**WHAT THE TASK ASKS:**
Your task is to copy every line of this material exactly.

**DATASET:**
★ ★ ★ ★ ★ ★ ★

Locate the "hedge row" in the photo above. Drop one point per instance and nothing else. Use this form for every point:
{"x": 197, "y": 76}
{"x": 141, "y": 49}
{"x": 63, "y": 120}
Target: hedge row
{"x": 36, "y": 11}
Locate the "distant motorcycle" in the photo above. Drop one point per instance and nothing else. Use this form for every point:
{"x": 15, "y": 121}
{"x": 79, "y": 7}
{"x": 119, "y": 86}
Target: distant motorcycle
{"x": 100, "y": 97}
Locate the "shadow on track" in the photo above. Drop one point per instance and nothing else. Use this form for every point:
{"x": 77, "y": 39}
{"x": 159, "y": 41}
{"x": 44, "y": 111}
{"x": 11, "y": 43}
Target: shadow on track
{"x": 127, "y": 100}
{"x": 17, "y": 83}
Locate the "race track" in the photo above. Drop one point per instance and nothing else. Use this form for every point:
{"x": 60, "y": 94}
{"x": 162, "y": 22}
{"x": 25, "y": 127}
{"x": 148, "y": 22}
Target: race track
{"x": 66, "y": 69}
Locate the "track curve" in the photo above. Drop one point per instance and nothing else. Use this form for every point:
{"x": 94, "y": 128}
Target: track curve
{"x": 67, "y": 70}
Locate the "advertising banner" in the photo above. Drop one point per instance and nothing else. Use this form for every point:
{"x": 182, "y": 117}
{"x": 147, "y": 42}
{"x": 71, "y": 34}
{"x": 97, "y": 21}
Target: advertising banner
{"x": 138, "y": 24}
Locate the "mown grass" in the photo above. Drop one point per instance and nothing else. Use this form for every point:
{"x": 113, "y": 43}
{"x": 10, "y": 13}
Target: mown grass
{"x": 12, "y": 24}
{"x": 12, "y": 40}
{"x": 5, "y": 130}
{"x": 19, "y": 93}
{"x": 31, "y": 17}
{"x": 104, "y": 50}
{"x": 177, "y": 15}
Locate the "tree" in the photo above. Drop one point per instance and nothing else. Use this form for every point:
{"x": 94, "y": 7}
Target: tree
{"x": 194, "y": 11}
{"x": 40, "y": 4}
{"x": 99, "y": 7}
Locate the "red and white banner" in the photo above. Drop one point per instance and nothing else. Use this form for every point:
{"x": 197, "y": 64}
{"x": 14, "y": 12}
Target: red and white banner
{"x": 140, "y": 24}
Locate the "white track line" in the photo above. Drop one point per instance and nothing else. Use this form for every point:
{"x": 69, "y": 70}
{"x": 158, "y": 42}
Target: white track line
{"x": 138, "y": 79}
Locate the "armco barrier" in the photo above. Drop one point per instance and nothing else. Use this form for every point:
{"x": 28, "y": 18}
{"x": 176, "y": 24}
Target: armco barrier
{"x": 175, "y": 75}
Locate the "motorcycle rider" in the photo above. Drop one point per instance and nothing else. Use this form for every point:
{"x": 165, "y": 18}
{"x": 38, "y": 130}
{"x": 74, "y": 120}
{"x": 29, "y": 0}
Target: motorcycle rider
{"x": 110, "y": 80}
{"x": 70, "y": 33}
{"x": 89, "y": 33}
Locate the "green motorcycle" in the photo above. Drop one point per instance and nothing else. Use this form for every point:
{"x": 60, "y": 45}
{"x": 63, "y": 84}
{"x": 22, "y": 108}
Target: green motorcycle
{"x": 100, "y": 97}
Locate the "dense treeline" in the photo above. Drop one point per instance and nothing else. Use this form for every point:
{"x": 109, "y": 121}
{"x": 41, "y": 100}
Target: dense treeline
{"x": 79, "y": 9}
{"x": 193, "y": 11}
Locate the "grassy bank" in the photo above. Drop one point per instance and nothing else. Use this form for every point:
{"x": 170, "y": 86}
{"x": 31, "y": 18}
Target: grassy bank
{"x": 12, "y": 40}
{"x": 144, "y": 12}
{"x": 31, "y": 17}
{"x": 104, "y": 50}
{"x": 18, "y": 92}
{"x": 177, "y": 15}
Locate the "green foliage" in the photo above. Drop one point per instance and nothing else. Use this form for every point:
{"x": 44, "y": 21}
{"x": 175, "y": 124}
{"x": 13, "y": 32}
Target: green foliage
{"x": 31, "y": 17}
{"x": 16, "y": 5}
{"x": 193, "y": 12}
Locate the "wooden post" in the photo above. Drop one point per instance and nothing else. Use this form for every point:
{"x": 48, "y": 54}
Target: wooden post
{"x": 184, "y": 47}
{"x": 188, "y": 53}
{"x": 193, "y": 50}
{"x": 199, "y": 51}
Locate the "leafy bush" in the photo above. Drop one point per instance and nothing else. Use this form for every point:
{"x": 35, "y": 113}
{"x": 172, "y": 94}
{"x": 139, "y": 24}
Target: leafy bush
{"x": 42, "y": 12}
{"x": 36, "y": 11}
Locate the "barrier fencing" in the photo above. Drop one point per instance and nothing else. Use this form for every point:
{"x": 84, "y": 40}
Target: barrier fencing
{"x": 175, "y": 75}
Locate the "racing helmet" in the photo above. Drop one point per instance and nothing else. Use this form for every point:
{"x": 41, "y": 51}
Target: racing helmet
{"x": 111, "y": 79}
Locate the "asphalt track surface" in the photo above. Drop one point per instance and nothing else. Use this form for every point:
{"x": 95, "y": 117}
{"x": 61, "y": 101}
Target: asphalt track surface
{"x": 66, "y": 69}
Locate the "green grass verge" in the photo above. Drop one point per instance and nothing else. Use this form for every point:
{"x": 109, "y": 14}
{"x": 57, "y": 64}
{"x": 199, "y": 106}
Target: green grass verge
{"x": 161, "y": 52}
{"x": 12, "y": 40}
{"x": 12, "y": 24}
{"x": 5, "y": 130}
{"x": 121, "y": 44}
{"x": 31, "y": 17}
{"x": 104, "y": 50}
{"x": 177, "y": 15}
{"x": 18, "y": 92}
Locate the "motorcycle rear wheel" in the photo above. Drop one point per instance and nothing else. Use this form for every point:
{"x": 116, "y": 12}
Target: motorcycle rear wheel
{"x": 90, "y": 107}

★ ★ ★ ★ ★ ★ ★

**YOUR RESPONSE:**
Locate the "hedge row" in the photo above. Drop one point per instance and nothing else. Use this form for every point:
{"x": 197, "y": 76}
{"x": 141, "y": 49}
{"x": 63, "y": 120}
Target: hedge row
{"x": 36, "y": 11}
Locate the "distant motorcycle" in the photo above. Drop one point per instance and nothing else. Use this form for every point:
{"x": 15, "y": 121}
{"x": 79, "y": 7}
{"x": 119, "y": 86}
Target: distant motorcycle
{"x": 100, "y": 97}
Locate the "shadow on track" in the photo above. Drop one point per instance and nothing else. Use this form for every point:
{"x": 77, "y": 39}
{"x": 159, "y": 41}
{"x": 44, "y": 111}
{"x": 11, "y": 43}
Target: shadow on track
{"x": 127, "y": 100}
{"x": 17, "y": 83}
Locate the "race track" in the photo above. Drop one point per instance and nothing else. Use this form for every point:
{"x": 60, "y": 94}
{"x": 162, "y": 22}
{"x": 25, "y": 127}
{"x": 148, "y": 22}
Target: race track
{"x": 66, "y": 69}
Locate the "track curve" in the photo above. Drop one point per instance and nothing else. Use this form for every point:
{"x": 94, "y": 128}
Target: track curve
{"x": 67, "y": 70}
Locate the "advertising banner" in the photo above. Drop one point per instance and nothing else. Use this form for every point:
{"x": 182, "y": 117}
{"x": 147, "y": 42}
{"x": 71, "y": 34}
{"x": 97, "y": 21}
Target: advertising banner
{"x": 138, "y": 24}
Locate the "mown grass" in the photo above. Drop one point per instance and nothing else. Use this form for every point:
{"x": 113, "y": 43}
{"x": 10, "y": 13}
Target: mown grass
{"x": 12, "y": 24}
{"x": 12, "y": 40}
{"x": 5, "y": 130}
{"x": 19, "y": 93}
{"x": 31, "y": 17}
{"x": 104, "y": 50}
{"x": 177, "y": 15}
Locate the "tree" in the photo above. Drop one point per instance and nothing else. Use this form for every point:
{"x": 94, "y": 7}
Target: tree
{"x": 194, "y": 11}
{"x": 40, "y": 4}
{"x": 99, "y": 7}
Locate the "red and white banner" in the photo above. Drop one point per instance and nothing else. Use this form for every point:
{"x": 197, "y": 64}
{"x": 14, "y": 12}
Target: red and white banner
{"x": 140, "y": 24}
Locate the "white track line" in the photo above. Drop one point per instance and nothing else. Use this form for every point:
{"x": 69, "y": 70}
{"x": 158, "y": 42}
Target: white track line
{"x": 138, "y": 79}
Locate the "armco barrier" in the photo above. Drop one point per instance and nothing else. Use this form for every point:
{"x": 28, "y": 18}
{"x": 176, "y": 24}
Target: armco barrier
{"x": 175, "y": 75}
Locate the "motorcycle rider" in the photo above. Drop one point per instance and nothing else. Use this form for every point:
{"x": 165, "y": 18}
{"x": 38, "y": 130}
{"x": 74, "y": 120}
{"x": 29, "y": 0}
Target: motorcycle rider
{"x": 110, "y": 80}
{"x": 70, "y": 33}
{"x": 89, "y": 33}
Locate the "green motorcycle" in the photo above. Drop one point per instance and nothing else. Use this form for every point:
{"x": 60, "y": 45}
{"x": 63, "y": 84}
{"x": 22, "y": 108}
Target: green motorcycle
{"x": 100, "y": 97}
Locate the "dense treeline" in the photo above. Drop one point per instance and nothing else. Use this form for every point:
{"x": 109, "y": 121}
{"x": 41, "y": 100}
Target: dense treeline
{"x": 79, "y": 9}
{"x": 193, "y": 11}
Locate the "grassy bank" in the photo above. Drop one point per instance and nothing else. Use this form for every point:
{"x": 170, "y": 86}
{"x": 31, "y": 18}
Target: grassy bank
{"x": 12, "y": 40}
{"x": 144, "y": 12}
{"x": 31, "y": 17}
{"x": 104, "y": 50}
{"x": 18, "y": 92}
{"x": 177, "y": 15}
Locate the "green foliage" in the photo above. Drop one point per instance and nothing else. Use this form for every point:
{"x": 44, "y": 21}
{"x": 175, "y": 124}
{"x": 13, "y": 32}
Target: green foliage
{"x": 31, "y": 17}
{"x": 16, "y": 5}
{"x": 193, "y": 12}
Locate the "wooden post" in the photo above. Drop one point per instance and nothing else. Use this form for every point:
{"x": 48, "y": 54}
Target: wooden post
{"x": 184, "y": 47}
{"x": 188, "y": 53}
{"x": 193, "y": 50}
{"x": 199, "y": 51}
Locate the "leafy bush" in the photo above. Drop one point per instance and nothing else. Use this form for every point:
{"x": 35, "y": 113}
{"x": 172, "y": 94}
{"x": 139, "y": 24}
Target: leafy bush
{"x": 42, "y": 12}
{"x": 36, "y": 11}
Locate the "barrier fencing" in the photo above. Drop one point per instance and nothing else. Use this form for every point:
{"x": 84, "y": 40}
Target: barrier fencing
{"x": 175, "y": 75}
Locate the "racing helmet" in the photo above. Drop one point per instance and nothing else. Use this form for every point:
{"x": 41, "y": 51}
Target: racing helmet
{"x": 111, "y": 79}
Locate the "asphalt track surface" in the photo above. Drop one point per instance and nothing else. Use this form for every point:
{"x": 95, "y": 117}
{"x": 61, "y": 101}
Target: asphalt track surface
{"x": 66, "y": 69}
Locate the "green grass verge" in the photo above. Drop one point per instance and nothing else. Use this form for every point:
{"x": 109, "y": 14}
{"x": 57, "y": 64}
{"x": 199, "y": 106}
Target: green grass verge
{"x": 161, "y": 52}
{"x": 12, "y": 40}
{"x": 12, "y": 24}
{"x": 5, "y": 130}
{"x": 121, "y": 44}
{"x": 31, "y": 17}
{"x": 104, "y": 50}
{"x": 177, "y": 15}
{"x": 18, "y": 92}
Locate the "motorcycle rear wheel" in the photo above. Drop one point per instance and nothing else. Use this form for every point:
{"x": 116, "y": 12}
Target: motorcycle rear wheel
{"x": 90, "y": 107}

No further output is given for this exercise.